(Exercise instructions): Could you reproduce only the rows from the start of the rows through the line containing "[[55,196],[58,198],[59,201],[62,201],[62,193],[61,192],[57,193]]", requests included, shifting every coordinate in the answer outlines by -133?

- - - - -

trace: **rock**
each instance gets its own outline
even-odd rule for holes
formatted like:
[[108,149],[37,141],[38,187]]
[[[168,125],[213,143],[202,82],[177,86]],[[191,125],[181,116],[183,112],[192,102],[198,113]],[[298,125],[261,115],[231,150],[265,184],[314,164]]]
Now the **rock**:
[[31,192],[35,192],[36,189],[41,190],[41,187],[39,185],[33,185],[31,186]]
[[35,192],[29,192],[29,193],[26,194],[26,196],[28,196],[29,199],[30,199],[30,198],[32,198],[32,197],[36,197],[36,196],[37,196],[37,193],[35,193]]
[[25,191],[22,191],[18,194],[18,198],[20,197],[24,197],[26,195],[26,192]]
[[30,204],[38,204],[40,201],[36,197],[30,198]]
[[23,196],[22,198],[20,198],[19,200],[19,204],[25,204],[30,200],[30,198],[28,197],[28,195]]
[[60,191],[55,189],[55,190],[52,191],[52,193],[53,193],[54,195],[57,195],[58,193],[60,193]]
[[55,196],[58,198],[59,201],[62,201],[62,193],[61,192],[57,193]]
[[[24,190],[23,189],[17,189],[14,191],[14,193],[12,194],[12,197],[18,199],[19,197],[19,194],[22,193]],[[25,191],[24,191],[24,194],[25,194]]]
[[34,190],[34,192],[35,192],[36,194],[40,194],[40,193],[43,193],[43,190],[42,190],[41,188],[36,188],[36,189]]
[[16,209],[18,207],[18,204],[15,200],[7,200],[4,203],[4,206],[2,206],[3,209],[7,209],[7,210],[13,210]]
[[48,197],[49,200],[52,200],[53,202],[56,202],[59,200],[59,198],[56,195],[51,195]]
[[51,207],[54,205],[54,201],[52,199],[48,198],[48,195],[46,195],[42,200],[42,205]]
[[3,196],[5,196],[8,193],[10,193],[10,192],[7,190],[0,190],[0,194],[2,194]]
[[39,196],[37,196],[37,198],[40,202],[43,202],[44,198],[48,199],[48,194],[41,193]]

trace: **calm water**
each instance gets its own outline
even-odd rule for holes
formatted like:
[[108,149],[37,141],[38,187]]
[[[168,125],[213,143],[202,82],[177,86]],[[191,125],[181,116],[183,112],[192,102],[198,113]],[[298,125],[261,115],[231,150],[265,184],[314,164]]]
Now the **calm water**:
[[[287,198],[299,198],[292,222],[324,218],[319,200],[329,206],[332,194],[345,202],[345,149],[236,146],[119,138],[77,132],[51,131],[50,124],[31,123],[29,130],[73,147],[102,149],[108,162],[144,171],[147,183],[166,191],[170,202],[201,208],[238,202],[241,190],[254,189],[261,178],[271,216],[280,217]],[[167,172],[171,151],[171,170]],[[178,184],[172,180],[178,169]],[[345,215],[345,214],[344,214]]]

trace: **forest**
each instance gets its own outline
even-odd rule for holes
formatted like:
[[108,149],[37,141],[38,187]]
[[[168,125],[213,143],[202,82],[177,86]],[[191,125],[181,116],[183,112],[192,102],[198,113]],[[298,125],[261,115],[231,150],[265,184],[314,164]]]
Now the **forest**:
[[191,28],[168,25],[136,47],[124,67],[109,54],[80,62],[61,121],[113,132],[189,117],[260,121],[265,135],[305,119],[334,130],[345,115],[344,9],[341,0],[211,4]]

- - - - -

(Full solution):
trace: **rock**
each instance gets its own outline
even-odd rule for holes
formatted like:
[[108,149],[37,141],[38,187]]
[[[168,125],[213,143],[202,82],[177,86]],[[191,125],[181,116],[183,112],[192,102],[198,113]],[[298,125],[261,115],[231,150],[265,184],[314,164]]]
Now the **rock**:
[[-102,59],[-98,59],[-97,56],[-92,57],[-92,54],[-94,52],[-100,52],[-102,53]]
[[-98,59],[-104,59],[-104,60],[-107,61],[-107,63],[-105,63],[-104,66],[-103,66],[-103,65],[-101,65],[-101,64],[-97,64],[-97,63],[-96,63],[-96,60],[-98,60]]
[[-108,58],[-111,58],[-115,61],[-115,65],[-113,64],[-109,64],[-107,62],[-107,59]]
[[-103,71],[-95,71],[-93,68],[-97,64],[-103,65]]
[[-110,63],[-111,65],[-113,65],[-114,67],[-114,71],[-108,71],[-103,67],[-103,65],[-105,64],[-105,62]]
[[-73,58],[-78,56],[-78,57],[-81,58],[-81,60],[-80,60],[-79,62],[-76,62],[-75,60],[-73,60]]
[[-78,63],[-75,65],[-74,68],[-71,68],[-71,60],[-72,59],[-76,60]]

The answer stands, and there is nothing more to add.